## Given task
Please pick out each line of the records that contains the word "every" and copy those lines.

## Recorded information
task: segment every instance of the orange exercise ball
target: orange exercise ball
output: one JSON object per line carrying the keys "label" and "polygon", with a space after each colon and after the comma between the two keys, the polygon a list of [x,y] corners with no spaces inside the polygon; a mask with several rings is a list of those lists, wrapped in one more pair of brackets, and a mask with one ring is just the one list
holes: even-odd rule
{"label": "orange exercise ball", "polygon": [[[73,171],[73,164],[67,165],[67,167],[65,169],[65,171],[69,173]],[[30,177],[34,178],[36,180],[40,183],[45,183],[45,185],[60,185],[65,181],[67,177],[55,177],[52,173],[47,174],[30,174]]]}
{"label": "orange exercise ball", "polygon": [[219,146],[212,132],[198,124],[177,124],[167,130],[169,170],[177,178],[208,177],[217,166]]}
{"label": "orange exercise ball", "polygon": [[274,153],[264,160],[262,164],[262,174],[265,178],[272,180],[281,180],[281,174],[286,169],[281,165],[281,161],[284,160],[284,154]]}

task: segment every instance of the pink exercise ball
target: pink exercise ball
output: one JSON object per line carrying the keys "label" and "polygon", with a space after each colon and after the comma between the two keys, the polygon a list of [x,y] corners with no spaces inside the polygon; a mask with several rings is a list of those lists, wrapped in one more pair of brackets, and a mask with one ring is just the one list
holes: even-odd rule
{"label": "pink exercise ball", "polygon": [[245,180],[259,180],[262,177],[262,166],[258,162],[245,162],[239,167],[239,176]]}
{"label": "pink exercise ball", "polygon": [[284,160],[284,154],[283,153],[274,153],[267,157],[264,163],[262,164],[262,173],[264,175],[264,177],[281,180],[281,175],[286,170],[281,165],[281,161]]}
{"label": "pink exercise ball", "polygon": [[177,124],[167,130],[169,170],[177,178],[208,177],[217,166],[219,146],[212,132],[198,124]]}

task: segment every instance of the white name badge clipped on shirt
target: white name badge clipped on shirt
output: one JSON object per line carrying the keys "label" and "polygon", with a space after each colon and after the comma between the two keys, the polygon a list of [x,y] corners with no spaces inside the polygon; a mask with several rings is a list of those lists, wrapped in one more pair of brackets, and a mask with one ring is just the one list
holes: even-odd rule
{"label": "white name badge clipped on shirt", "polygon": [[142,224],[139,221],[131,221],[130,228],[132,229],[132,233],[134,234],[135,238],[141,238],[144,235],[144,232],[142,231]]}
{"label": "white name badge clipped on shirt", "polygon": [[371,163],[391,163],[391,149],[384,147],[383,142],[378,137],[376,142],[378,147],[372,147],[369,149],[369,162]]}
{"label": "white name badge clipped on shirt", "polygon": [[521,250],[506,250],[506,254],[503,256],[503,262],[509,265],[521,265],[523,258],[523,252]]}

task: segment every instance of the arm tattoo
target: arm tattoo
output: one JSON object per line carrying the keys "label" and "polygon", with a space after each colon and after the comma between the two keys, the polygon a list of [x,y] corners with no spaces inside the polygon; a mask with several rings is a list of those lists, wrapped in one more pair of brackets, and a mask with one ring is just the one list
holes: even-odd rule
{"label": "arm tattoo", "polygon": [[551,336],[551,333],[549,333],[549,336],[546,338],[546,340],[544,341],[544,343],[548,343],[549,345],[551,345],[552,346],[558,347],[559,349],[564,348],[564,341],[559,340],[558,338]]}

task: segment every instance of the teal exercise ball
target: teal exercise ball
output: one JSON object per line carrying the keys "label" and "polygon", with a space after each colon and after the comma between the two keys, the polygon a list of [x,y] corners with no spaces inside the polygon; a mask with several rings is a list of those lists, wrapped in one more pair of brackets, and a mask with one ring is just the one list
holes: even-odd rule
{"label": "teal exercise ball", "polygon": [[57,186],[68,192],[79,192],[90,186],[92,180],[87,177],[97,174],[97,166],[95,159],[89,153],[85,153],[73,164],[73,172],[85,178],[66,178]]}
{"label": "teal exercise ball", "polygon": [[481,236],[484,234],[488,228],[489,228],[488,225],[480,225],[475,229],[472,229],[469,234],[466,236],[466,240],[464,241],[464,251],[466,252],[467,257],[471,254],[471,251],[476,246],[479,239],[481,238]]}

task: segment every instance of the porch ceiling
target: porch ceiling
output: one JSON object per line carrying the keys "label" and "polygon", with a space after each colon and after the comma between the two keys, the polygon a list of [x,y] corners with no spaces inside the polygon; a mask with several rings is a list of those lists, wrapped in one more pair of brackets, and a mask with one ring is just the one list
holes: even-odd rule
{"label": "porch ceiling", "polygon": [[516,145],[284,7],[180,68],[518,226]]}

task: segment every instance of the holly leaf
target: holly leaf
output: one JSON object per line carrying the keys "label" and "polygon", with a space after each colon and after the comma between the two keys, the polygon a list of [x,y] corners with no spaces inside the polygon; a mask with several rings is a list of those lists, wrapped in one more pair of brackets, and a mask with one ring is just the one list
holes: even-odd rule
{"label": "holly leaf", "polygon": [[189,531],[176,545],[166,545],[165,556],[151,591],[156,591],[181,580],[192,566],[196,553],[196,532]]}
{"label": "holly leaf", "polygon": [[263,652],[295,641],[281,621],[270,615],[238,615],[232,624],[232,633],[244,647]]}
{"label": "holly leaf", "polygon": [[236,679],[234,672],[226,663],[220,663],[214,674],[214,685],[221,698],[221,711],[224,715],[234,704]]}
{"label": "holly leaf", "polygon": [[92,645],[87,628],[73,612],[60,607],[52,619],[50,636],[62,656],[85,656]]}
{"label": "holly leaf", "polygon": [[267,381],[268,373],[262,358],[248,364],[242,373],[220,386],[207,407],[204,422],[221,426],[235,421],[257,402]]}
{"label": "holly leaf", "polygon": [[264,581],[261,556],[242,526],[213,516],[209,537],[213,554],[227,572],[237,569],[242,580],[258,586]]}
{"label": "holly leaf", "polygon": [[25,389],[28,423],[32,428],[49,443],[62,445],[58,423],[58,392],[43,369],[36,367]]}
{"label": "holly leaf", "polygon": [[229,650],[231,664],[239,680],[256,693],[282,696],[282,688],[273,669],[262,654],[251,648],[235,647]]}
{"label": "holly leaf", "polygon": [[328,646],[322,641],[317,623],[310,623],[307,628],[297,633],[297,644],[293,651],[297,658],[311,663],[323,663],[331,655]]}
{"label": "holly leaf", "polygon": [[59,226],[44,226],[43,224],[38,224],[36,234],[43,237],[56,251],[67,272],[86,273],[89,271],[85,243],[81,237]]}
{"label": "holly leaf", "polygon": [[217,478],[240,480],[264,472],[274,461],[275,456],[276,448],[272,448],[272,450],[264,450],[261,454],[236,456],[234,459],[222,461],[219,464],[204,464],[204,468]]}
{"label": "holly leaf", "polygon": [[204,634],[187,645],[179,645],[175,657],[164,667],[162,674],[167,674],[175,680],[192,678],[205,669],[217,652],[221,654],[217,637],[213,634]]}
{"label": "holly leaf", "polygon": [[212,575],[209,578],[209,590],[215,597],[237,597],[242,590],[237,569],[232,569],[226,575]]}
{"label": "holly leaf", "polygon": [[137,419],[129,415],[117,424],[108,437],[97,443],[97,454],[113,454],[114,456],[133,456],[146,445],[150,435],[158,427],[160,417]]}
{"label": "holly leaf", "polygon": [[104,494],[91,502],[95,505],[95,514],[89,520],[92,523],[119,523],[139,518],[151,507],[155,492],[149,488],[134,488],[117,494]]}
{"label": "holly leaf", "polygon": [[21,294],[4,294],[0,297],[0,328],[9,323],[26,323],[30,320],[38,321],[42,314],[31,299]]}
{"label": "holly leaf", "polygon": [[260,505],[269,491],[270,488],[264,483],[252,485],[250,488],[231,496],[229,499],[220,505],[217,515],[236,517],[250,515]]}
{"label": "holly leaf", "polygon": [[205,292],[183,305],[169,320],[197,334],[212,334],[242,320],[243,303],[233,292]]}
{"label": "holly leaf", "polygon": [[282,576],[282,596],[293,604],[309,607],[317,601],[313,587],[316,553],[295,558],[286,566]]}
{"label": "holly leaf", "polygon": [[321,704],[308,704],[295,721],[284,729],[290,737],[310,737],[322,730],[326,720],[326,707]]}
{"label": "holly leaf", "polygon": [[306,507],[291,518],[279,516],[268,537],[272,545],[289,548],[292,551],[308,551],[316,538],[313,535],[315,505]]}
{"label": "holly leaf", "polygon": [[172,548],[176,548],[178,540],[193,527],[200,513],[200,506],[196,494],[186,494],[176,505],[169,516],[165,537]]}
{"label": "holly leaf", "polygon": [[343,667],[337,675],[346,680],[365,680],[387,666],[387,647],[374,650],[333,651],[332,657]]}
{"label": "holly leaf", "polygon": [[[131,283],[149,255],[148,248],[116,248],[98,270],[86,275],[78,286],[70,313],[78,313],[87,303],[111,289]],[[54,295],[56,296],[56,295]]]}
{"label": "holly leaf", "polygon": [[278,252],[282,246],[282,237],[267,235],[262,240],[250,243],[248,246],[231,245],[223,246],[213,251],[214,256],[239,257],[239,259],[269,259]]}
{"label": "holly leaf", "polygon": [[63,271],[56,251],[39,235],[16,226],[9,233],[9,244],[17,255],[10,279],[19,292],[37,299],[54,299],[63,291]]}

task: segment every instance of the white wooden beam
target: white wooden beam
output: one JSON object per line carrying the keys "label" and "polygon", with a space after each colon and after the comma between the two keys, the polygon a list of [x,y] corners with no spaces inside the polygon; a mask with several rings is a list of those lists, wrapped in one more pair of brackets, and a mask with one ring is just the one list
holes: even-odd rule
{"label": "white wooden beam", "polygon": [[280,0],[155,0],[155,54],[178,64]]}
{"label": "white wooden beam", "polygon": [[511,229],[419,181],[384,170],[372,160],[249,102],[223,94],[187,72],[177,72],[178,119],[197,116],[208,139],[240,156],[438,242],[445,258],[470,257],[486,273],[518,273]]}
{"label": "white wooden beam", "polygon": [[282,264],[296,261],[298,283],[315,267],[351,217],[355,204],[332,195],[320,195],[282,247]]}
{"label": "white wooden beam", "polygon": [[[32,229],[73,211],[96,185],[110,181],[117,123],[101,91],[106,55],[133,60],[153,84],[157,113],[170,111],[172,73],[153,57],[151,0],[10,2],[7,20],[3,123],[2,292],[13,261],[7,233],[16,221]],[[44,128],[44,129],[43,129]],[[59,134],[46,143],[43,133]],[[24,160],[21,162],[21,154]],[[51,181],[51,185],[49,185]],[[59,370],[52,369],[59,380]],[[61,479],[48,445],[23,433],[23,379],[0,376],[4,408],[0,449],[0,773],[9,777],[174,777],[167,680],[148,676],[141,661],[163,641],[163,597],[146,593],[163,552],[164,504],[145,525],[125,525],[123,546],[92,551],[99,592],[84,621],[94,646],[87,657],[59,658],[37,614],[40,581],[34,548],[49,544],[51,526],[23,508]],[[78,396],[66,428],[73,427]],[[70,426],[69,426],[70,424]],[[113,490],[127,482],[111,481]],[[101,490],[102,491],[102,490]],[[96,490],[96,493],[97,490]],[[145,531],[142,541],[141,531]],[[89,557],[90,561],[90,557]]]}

## Task output
task: segment every instance of the orange exercise ball
task: segment every instance of the pink exercise ball
task: segment every instance of the white name badge clipped on shirt
task: segment every instance of the arm tattoo
task: segment every instance of the teal exercise ball
task: segment every instance of the porch ceiling
task: segment every instance of the holly leaf
task: segment every instance of the white wooden beam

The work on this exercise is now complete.